* [What this task involves]:
When you repeat the entries below, please keep them exact and leave out the pictures.

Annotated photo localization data
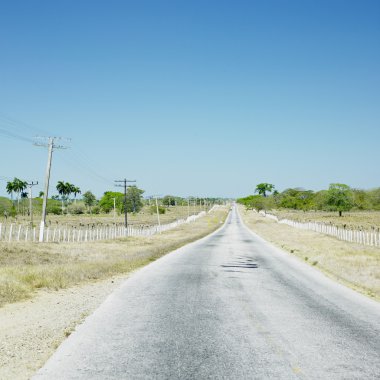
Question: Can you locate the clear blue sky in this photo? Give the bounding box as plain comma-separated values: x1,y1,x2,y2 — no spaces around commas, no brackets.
0,0,379,198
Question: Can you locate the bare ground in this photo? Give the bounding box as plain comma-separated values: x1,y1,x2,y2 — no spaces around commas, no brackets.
0,276,127,379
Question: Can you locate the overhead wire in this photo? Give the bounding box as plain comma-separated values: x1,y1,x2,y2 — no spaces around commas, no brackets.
0,127,34,143
0,112,116,191
0,175,13,181
72,140,116,181
0,112,51,136
58,152,113,187
0,111,58,146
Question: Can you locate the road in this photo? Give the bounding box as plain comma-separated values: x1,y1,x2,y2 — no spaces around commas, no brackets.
34,206,380,379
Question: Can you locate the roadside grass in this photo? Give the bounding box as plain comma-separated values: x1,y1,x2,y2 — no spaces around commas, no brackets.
0,205,206,229
0,208,227,307
270,209,380,230
239,206,380,300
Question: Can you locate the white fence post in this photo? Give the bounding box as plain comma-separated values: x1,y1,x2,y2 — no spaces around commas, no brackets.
8,224,13,242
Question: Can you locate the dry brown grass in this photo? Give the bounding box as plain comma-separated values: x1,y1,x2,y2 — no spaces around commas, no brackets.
239,206,380,300
271,209,380,231
0,208,227,307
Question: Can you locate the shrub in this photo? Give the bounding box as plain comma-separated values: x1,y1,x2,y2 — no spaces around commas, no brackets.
68,204,85,215
92,206,100,214
0,197,12,215
47,206,61,215
150,205,166,214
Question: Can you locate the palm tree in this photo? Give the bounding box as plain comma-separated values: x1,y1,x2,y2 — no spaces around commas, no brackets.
56,181,68,214
65,183,73,203
6,181,15,201
21,191,29,215
72,186,81,203
12,178,27,213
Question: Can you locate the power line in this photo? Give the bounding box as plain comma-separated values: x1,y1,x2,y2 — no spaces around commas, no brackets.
61,147,114,185
0,112,53,145
0,127,34,143
0,112,51,136
0,175,13,181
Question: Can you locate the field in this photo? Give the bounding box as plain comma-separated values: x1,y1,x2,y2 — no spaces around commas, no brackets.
0,207,227,307
239,206,380,300
0,204,209,229
270,209,380,231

* [Response]:
Question: Can you locate the clear blue sky in this photo? Give the bounding box as plain comma-separated values: x1,y1,x2,y2 — no spaces around commas, no brackets.
0,0,379,198
Question: Can you locate the bare ground in this photo? Give the bounding box as plain comma-separated values: x1,y1,x2,y2 — no spaces around commas, no brackets.
0,276,127,379
Question: Can you locate the overhead wire in this photo? Give the bounding box as plain comma-separated values: x1,y1,x2,y2 — no spaces around commas, no brackets.
0,127,34,143
0,112,116,191
0,175,13,181
72,140,116,181
0,112,51,136
58,152,113,187
0,111,58,146
Question: Can you locate the road in this photo? Give the bounding box as plain comma-separated values: x1,y1,x2,y2 — no spaces around commas, no brackets.
34,206,380,379
Question: Can you locate the roadside grass in this photo? Give the bounding box as plain comma-separated values: x1,y1,x2,y2 — no spaces around commas, no brackets.
0,205,206,229
0,208,227,307
270,209,380,230
239,206,380,300
Question: Can you locate the white fence post in this photo? Give the bounding box as plain comma-separated values: x1,y1,x2,y2 — no spaces around commas, no brackets.
8,224,13,242
Question: Can you locate the dry brown grass in this photo? Give the bounding box as plain comma-separated values: x1,y1,x2,y2 — no spaces around commas, no brackets.
239,206,380,300
271,209,380,231
0,208,227,307
Question: Can you locate the shrub in this photo? Give the bounding box as plain comma-separated values: x1,y1,x2,y2 — no spaces around commas, no brackets.
68,204,85,215
92,206,100,214
0,197,12,215
47,206,61,215
150,205,166,214
Question: Can you locate the palm tree in this photo? Give the bounding box as plain comma-separated values: x1,y1,x2,y2 — no spaces around commas, no brackets.
56,181,68,214
65,183,73,203
6,181,15,201
21,191,29,215
72,186,81,203
12,178,27,213
Question: Can you locate the power line in this photo? Give the bounding box as plain comma-separated values: x1,y1,x2,y2 — no spaces around commas, no brackets.
61,147,114,185
0,112,53,145
0,127,34,143
0,112,51,136
0,175,13,181
Question: Can you locate the field in this photo? Give the bounding box as plain comma-separated values: x1,y1,x2,y2 — no spaces around commas, no brackets.
0,207,227,307
239,206,380,300
0,204,209,229
270,209,380,231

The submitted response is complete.